### Exercise description:
Go through the data below and copy it exactly, skipping every picture.

Referring expression data

■ ■ ■ ■ ■

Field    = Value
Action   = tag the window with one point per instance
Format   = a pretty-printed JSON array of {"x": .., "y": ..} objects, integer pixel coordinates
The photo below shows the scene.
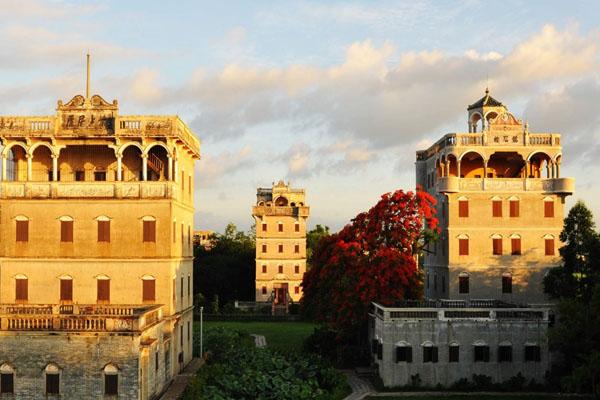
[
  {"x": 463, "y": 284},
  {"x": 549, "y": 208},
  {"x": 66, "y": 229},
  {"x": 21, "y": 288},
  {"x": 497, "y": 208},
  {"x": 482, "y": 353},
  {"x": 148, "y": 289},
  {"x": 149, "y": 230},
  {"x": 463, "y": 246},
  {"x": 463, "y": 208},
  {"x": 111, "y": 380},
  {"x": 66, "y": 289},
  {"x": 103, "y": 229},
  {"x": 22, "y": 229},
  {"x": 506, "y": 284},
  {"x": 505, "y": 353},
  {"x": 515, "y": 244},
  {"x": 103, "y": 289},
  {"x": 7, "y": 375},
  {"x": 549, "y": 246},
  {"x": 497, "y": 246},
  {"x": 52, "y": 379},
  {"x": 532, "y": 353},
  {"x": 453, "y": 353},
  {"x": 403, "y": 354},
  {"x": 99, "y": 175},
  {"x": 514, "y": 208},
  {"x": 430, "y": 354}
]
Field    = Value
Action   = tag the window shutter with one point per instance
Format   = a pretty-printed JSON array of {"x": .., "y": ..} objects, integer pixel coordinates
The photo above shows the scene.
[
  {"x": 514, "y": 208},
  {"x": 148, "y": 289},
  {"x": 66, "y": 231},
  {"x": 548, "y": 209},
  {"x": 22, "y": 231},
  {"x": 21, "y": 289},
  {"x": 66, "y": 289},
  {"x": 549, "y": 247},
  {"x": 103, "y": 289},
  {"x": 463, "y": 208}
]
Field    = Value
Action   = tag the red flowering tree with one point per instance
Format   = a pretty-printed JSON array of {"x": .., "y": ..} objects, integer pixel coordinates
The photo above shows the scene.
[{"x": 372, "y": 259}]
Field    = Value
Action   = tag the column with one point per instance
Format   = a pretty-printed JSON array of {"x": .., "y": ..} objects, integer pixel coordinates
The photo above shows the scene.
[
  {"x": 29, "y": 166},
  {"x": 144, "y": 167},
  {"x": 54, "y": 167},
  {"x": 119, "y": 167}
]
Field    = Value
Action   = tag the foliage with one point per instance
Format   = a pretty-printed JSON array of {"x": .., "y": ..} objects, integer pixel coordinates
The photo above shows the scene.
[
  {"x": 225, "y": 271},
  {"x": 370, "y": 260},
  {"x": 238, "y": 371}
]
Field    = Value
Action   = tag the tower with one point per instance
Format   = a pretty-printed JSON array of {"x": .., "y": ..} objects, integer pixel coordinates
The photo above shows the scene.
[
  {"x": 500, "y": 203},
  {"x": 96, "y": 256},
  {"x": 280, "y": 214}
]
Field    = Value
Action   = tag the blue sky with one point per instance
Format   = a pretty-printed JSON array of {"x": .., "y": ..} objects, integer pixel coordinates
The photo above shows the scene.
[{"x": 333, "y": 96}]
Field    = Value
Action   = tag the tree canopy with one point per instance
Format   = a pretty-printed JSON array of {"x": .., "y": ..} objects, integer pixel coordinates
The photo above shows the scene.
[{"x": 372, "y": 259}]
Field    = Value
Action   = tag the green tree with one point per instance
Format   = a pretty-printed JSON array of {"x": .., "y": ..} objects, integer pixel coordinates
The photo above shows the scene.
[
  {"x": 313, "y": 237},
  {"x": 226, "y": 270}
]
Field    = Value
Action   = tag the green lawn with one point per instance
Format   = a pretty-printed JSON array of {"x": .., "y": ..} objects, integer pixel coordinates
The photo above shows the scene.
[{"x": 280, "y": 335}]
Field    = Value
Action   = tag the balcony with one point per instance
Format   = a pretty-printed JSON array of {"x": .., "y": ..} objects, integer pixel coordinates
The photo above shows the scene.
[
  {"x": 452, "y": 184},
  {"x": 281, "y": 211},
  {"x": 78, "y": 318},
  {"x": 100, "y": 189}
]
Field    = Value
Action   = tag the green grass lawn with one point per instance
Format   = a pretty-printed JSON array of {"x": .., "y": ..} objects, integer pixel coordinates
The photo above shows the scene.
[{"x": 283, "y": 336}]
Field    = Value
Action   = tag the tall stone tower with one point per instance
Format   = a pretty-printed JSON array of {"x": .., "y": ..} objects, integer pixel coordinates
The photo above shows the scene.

■ ■ ■ ■ ■

### Final answer:
Field    = Value
Action   = tag the window with one point per instance
Format   = a pretty-printed JSON array of {"x": .., "y": ..} objects, integer pixel coordinates
The photo below shows the scene.
[
  {"x": 463, "y": 284},
  {"x": 549, "y": 208},
  {"x": 66, "y": 229},
  {"x": 21, "y": 288},
  {"x": 497, "y": 208},
  {"x": 482, "y": 353},
  {"x": 148, "y": 289},
  {"x": 149, "y": 230},
  {"x": 463, "y": 246},
  {"x": 463, "y": 208},
  {"x": 111, "y": 380},
  {"x": 66, "y": 289},
  {"x": 103, "y": 229},
  {"x": 22, "y": 229},
  {"x": 506, "y": 284},
  {"x": 505, "y": 353},
  {"x": 515, "y": 244},
  {"x": 103, "y": 289},
  {"x": 7, "y": 375},
  {"x": 549, "y": 246},
  {"x": 497, "y": 246},
  {"x": 52, "y": 379},
  {"x": 532, "y": 353},
  {"x": 453, "y": 353},
  {"x": 403, "y": 354},
  {"x": 99, "y": 175},
  {"x": 514, "y": 208},
  {"x": 430, "y": 354}
]
Field    = Value
Action   = tag the window shutter with one point per instance
Format   = a pretty-printed JSON array of {"x": .., "y": ..} objects, integer pixel coordinates
The photo above shows the scene.
[
  {"x": 514, "y": 208},
  {"x": 148, "y": 289},
  {"x": 66, "y": 231},
  {"x": 548, "y": 209},
  {"x": 22, "y": 231},
  {"x": 21, "y": 289},
  {"x": 66, "y": 289},
  {"x": 549, "y": 247},
  {"x": 103, "y": 289},
  {"x": 463, "y": 208}
]
Field    = Value
Action   = tag the red flowering tree with one point per instance
Format   = a pretty-printed JSON array of {"x": .., "y": ..} objects, integer pixel coordinates
The photo above shows the scene.
[{"x": 372, "y": 259}]
Field    = Value
Action   = tag the column with one point per instance
Format   = a pretty-printed JSON array of {"x": .., "y": ..} objects, integer pixel coordinates
The photo above shows the scene.
[
  {"x": 29, "y": 166},
  {"x": 144, "y": 167},
  {"x": 54, "y": 167},
  {"x": 119, "y": 167}
]
Field    = Value
Action   = tag the foliage with one point per instance
Format   = a pretty-printed JSON array of {"x": .., "y": ..} objects, integer pixel coordinates
The photo above shows the scene.
[
  {"x": 225, "y": 271},
  {"x": 370, "y": 260},
  {"x": 238, "y": 371}
]
Field    = Value
Action   = tag the tower with one point per instance
Format   = a pretty-printed JSON array of {"x": .., "y": ..} objects, integer pixel coordinates
The photo above shows the scene.
[
  {"x": 500, "y": 203},
  {"x": 96, "y": 256},
  {"x": 280, "y": 214}
]
Field    = Value
Action   = tag the blue sky with one point per instance
Format   = a pretty-printed JSON array of {"x": .., "y": ..} objects, integer pixel coordinates
The photo above shows the scene.
[{"x": 333, "y": 96}]
Field    = Value
Action   = tag the tree canopy with one point per instance
Format   = a pretty-printed JSON array of {"x": .., "y": ..} objects, integer pixel coordinates
The photo above shows the scene.
[{"x": 372, "y": 259}]
Field    = Value
Action   = tag the green tree with one point per instance
Format   = a pretty-printed JSON array of {"x": .., "y": ..} objects, integer pixel coordinates
The photo above shows the scene.
[
  {"x": 313, "y": 237},
  {"x": 226, "y": 270}
]
Field    = Value
Action   = tag the green lawn with one point per instance
Format   = a pretty-printed JSON array of {"x": .., "y": ..} objects, integer pixel coordinates
The photo above shows the scene.
[{"x": 280, "y": 335}]
Field    = Value
Action   = tag the balcony with one point per instance
Format   = a pretty-printed JSON array of {"x": .., "y": ..} objects, integer pixel coordinates
The photo above shows the scene.
[
  {"x": 452, "y": 184},
  {"x": 281, "y": 211},
  {"x": 78, "y": 318},
  {"x": 100, "y": 189}
]
Field    = Value
Action   = tag the green grass lawn with one point per instance
Format   = a pretty-printed JSON array of {"x": .., "y": ..} objects, integer pixel coordinates
The photo above shows the scene.
[{"x": 283, "y": 336}]
Field    = Value
Action   = tag the tall stone tower with one point per instance
Format   = a pretty-printed JSON array of {"x": .., "y": ..} objects, integer pixel coordinates
The photo above shows the scene.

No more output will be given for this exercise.